• Raw data
|---|
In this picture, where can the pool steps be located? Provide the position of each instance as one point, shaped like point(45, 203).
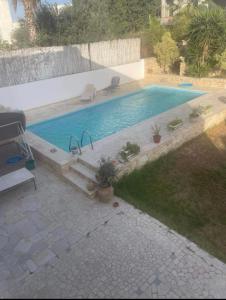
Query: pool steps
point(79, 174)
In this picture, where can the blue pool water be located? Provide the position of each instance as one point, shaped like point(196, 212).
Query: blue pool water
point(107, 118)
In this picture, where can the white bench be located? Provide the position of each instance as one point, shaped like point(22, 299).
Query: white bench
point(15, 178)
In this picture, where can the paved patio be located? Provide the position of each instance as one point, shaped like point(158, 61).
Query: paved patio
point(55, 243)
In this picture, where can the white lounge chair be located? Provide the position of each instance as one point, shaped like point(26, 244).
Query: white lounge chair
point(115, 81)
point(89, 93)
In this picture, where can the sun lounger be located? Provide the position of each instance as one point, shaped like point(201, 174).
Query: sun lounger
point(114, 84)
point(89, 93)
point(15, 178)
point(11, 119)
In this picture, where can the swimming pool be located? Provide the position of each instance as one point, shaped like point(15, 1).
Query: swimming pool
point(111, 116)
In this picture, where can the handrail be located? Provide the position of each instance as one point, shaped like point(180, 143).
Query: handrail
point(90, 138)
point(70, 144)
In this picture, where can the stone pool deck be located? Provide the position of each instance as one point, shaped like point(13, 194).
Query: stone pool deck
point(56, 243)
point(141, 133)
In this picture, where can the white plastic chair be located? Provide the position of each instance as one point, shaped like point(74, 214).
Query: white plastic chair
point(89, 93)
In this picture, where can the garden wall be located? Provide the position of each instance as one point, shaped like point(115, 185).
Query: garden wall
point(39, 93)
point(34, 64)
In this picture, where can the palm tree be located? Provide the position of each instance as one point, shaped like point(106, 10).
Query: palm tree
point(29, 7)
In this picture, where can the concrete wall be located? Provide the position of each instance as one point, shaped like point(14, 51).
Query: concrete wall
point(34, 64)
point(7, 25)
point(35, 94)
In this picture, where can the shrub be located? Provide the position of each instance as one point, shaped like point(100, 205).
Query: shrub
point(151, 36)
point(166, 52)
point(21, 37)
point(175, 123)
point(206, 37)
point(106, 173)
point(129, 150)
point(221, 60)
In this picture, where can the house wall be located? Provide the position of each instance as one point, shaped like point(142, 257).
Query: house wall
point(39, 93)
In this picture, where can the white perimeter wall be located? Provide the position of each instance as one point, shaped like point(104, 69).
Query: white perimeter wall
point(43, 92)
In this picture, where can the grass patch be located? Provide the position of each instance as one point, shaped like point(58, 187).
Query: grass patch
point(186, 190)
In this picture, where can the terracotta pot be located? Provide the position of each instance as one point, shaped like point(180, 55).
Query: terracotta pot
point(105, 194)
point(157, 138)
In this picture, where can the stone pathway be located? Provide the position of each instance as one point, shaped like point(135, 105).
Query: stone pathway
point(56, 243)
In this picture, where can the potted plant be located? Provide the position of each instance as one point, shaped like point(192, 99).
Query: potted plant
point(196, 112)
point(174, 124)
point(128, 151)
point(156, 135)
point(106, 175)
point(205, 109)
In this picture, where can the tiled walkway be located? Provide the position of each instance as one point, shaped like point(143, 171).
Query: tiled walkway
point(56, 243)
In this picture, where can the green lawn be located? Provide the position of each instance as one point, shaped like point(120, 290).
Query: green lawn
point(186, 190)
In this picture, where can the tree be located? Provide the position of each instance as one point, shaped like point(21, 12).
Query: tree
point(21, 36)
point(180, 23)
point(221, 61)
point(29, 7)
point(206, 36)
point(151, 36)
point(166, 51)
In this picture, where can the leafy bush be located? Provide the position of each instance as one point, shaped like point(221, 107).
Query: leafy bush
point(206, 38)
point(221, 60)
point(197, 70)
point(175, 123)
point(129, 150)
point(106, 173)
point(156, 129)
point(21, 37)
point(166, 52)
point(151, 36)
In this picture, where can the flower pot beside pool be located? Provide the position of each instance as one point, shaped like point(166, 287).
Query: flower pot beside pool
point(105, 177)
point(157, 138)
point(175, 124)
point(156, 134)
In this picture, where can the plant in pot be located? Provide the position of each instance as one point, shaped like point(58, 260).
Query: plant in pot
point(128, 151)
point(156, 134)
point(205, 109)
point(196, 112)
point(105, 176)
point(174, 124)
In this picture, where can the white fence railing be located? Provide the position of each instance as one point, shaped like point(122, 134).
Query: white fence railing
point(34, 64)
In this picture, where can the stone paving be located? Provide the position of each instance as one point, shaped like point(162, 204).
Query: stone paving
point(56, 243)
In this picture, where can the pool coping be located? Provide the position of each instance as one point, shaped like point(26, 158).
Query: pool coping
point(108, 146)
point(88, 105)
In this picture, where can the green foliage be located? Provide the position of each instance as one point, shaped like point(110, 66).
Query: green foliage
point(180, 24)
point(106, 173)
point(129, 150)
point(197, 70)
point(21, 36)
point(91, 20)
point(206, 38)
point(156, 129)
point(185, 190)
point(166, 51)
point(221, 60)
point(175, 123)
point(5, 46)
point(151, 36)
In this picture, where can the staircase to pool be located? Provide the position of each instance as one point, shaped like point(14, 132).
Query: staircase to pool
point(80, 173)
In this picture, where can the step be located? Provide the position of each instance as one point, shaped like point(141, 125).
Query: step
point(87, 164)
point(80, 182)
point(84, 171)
|---|
• Task instructions
Return all of the records above line for line as they stand, leaving out the pictures.

• Answer to this exercise
In this picture, where can the pool steps be located? Provide the position of each instance as one point, shaped like point(45, 203).
Query: pool steps
point(79, 174)
In this picture, where can the blue pool water be located? Provide the position of each instance as one point, shaped like point(196, 212).
Query: blue pool water
point(107, 118)
In this picture, where can the white bench be located? Provide the position of each instance as one point, shaped like point(22, 299).
Query: white bench
point(15, 178)
In this picture, where can the paved patio be located? Provide the position of each instance as one point, shaped like point(158, 61).
Query: paved patio
point(55, 243)
In this picture, where can the white lounge chair be located? Provide the position of each instance as one point, shaped like point(26, 244).
Query: white lounge chair
point(115, 81)
point(89, 93)
In this picture, where can the sun lounger be located? Provide the position of each instance as one point, shaped like point(201, 174).
Query: sun lounger
point(114, 84)
point(89, 93)
point(15, 178)
point(11, 119)
In this picture, where can the swimming pool be located? Provide the position of each instance as one point, shaped like point(15, 1).
Query: swimming pool
point(111, 116)
In this picture, where can the handrail be located? Provide the position of each instance as one point, shaped like point(180, 143).
Query: handrail
point(90, 138)
point(70, 144)
In this picture, where can the stone pool deck be located? Provide the position of each instance as one point, shaped like point(13, 194).
Query: stone pool deck
point(56, 243)
point(141, 133)
In this picture, where can the white plastic chair be located? Provide the position of each instance as one point, shaped like point(74, 214).
Query: white plastic chair
point(89, 93)
In this picture, where can the garden wall be located? Provide the position of each instance as one point, shaped like point(115, 185).
Query: garden wall
point(39, 93)
point(34, 64)
In this picture, where can the palm tree be located? Provide the position of each instance as one point, shaped like point(106, 10).
Query: palm tree
point(29, 7)
In this picture, where can the concrete wall be located? Provide the position of each instance as one point, shaped like point(14, 51).
Query: concrete wall
point(34, 64)
point(7, 25)
point(35, 94)
In this picture, where can the shrub be located? Provide the position of each instance as one point, shaped like point(100, 205).
Query: shrub
point(151, 36)
point(166, 52)
point(21, 37)
point(175, 123)
point(206, 37)
point(106, 173)
point(129, 150)
point(221, 60)
In this picture, where can the house wall be located? Provide the position of each instance as one point, shaped like point(142, 257).
Query: house wall
point(39, 93)
In this picture, where can the white perimeter wall be located? Provide the position of each instance as one point, shaped like point(104, 69).
Query: white perimeter wall
point(43, 92)
In this picture, where can the grass patch be located? Provide the position of each instance as one point, shaped like point(58, 187).
Query: grass patch
point(186, 190)
In this picture, where can the terracotta pot be located? Provide the position of each instance as one point, shaped like point(180, 55).
Query: terracotta pot
point(105, 194)
point(157, 138)
In this picture, where can the stone pathway be located? Provide the position of each instance as one point, shaped like point(135, 105).
Query: stone pathway
point(56, 243)
In this picture, where can the potted plant be located? Provide the position of each instance as one point, shaped like point(192, 99).
Query: potted plant
point(196, 112)
point(174, 124)
point(128, 151)
point(156, 135)
point(106, 175)
point(205, 109)
In this picture, where can the tiled walkway be located? Provide the position of each instance as one point, shaped like point(143, 171).
Query: tiled walkway
point(56, 243)
In this picture, where can the green lawn be located? Provide the position of each instance as one point, shaped like point(120, 290).
Query: green lawn
point(186, 190)
In this picture, where can the tree be located? Provide the position of each instance as one point, shaped like point(21, 12).
Query: tree
point(21, 36)
point(180, 23)
point(221, 61)
point(29, 7)
point(206, 36)
point(151, 36)
point(166, 51)
In this picture, where can the leafy bush be located? Provide the position of each instance as one point, shaped like point(221, 107).
Query: leafy bush
point(206, 38)
point(221, 60)
point(197, 70)
point(175, 123)
point(129, 150)
point(106, 173)
point(156, 129)
point(21, 37)
point(166, 52)
point(151, 36)
In this picture, where can the flower pot beside pool be located? Provide the position of each instance as one point, shaped like point(166, 287).
Query: flower pot beside pool
point(105, 177)
point(157, 138)
point(175, 124)
point(156, 134)
In this picture, where can the plant in pot be located? Provide the position of each instance as one point, shaped like point(58, 260).
Query: plant in pot
point(128, 151)
point(156, 134)
point(205, 109)
point(196, 112)
point(105, 176)
point(174, 124)
In this picture, where can the white fence railing be located? Provide the position of each instance as one point, shaped like point(122, 134).
Query: white fence railing
point(34, 64)
In this picture, where can the stone paving be located? Provide the position of each instance as one point, shaped like point(162, 204).
Query: stone paving
point(56, 243)
In this picture, where can the pool coping be located? Provide the position of each instance as one point, shaped like point(26, 158).
Query: pool coping
point(108, 146)
point(88, 105)
In this picture, where can the green foliage be located? Provide the position of each instance as one point, shaped like point(110, 66).
Query: green foliage
point(180, 24)
point(106, 173)
point(129, 150)
point(197, 70)
point(21, 36)
point(91, 20)
point(206, 38)
point(156, 129)
point(185, 190)
point(166, 51)
point(221, 60)
point(175, 123)
point(5, 46)
point(151, 36)
In this picture, where can the staircase to pool be located? Provide the position of each instance as one point, shaped like point(14, 132).
Query: staircase to pool
point(80, 173)
In this picture, where can the step be located? Provide the position of each instance as one point, shaped like point(141, 125).
Query: step
point(87, 164)
point(80, 182)
point(84, 171)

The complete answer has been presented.